• _ABOUT THIS EXERCISE_
Copy each line below in which the word "rail" occurs.

Start of Block

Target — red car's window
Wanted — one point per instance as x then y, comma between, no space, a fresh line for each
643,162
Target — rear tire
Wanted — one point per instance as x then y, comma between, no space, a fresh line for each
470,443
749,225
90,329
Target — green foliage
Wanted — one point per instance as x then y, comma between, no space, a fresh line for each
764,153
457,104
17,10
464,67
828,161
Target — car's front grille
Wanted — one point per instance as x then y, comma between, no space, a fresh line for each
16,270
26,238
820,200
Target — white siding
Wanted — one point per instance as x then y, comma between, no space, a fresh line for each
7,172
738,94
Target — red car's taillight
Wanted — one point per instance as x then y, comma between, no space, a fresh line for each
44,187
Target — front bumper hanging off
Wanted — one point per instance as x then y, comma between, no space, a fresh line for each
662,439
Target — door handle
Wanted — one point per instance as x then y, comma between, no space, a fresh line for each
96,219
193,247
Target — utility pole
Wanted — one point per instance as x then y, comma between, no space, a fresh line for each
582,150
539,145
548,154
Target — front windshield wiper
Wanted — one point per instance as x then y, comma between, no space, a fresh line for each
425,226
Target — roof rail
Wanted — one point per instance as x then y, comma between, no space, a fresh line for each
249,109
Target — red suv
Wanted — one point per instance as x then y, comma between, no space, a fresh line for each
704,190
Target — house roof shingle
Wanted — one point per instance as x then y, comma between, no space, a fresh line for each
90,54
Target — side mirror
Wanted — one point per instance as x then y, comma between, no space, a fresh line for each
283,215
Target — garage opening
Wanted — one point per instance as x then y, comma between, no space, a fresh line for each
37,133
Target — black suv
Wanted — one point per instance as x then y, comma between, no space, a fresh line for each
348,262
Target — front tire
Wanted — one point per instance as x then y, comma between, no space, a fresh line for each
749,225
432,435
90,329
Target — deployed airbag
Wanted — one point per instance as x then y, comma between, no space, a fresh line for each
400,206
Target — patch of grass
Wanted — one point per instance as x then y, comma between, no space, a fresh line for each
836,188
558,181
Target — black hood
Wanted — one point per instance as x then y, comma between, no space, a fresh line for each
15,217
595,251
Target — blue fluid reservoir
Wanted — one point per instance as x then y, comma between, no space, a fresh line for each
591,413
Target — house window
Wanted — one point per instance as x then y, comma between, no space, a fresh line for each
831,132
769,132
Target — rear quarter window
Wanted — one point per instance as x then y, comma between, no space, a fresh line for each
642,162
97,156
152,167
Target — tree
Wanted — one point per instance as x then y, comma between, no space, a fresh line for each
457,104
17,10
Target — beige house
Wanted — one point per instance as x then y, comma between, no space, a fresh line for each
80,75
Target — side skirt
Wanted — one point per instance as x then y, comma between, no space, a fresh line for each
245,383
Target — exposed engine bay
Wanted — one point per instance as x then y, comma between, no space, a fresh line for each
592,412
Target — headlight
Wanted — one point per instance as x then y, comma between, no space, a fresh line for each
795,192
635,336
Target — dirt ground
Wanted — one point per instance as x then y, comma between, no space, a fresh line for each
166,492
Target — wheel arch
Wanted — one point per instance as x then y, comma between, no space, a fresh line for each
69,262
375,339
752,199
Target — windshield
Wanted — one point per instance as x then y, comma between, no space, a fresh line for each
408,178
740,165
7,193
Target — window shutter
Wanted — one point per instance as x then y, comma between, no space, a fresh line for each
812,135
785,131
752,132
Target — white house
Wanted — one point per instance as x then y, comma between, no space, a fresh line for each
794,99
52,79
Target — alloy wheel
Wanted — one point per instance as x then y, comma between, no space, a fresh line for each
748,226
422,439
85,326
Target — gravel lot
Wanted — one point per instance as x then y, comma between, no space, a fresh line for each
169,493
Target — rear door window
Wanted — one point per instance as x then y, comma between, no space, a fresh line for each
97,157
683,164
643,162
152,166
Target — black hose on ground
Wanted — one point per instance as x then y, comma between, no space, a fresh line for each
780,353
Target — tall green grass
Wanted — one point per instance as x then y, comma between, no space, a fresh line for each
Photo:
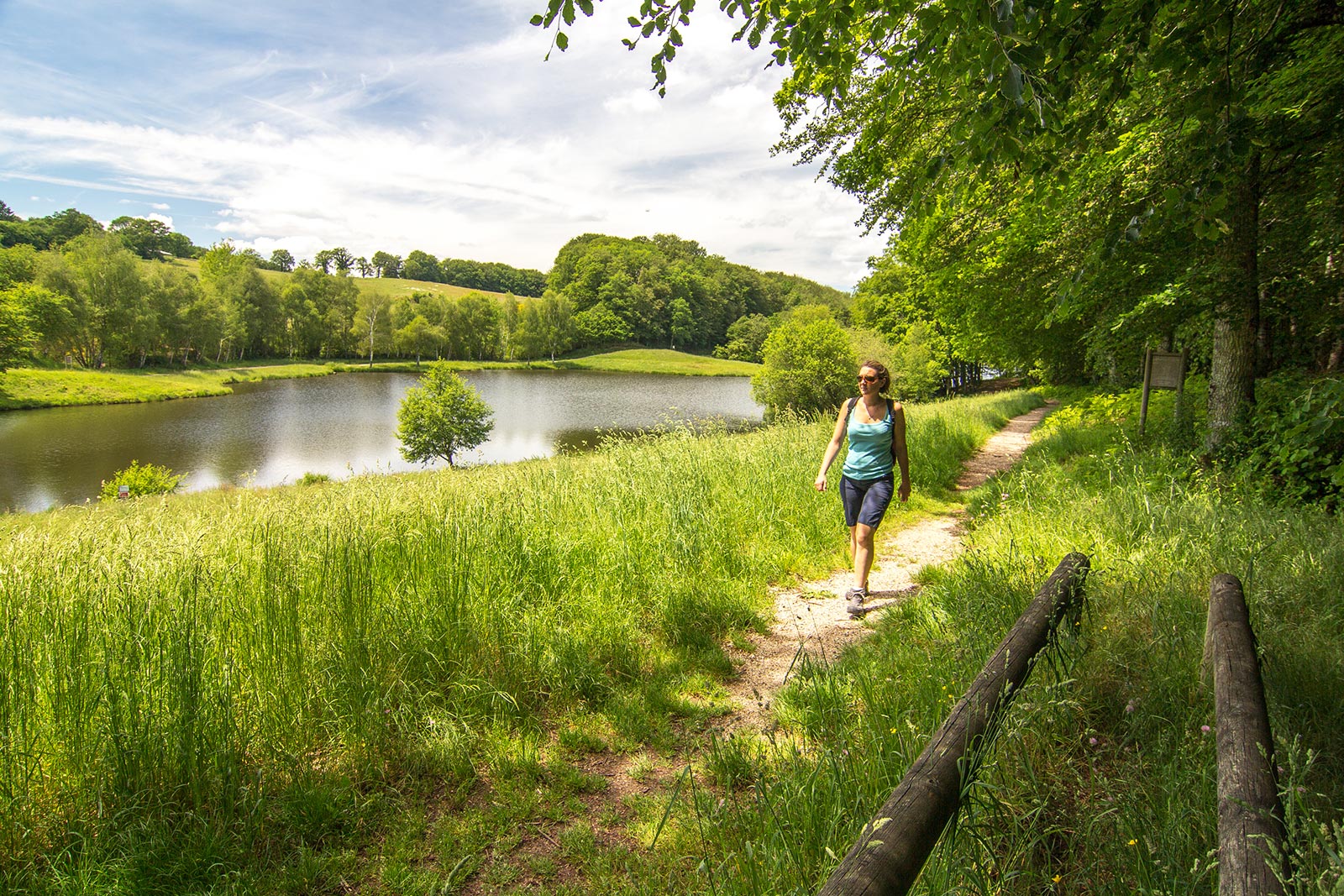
208,681
1102,779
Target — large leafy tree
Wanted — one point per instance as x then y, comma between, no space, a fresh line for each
906,102
810,364
15,332
441,417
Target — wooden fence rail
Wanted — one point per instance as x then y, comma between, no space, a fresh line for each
1250,826
893,846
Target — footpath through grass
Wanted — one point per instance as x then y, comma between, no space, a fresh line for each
423,683
272,683
27,387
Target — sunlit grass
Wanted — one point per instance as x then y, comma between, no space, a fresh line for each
259,671
1102,779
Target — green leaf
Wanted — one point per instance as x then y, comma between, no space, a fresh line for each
1014,83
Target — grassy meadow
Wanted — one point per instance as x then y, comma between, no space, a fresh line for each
412,684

End of Block

• _WRITTEN ANSWER_
Target — roof rail
Target — wooden fence rail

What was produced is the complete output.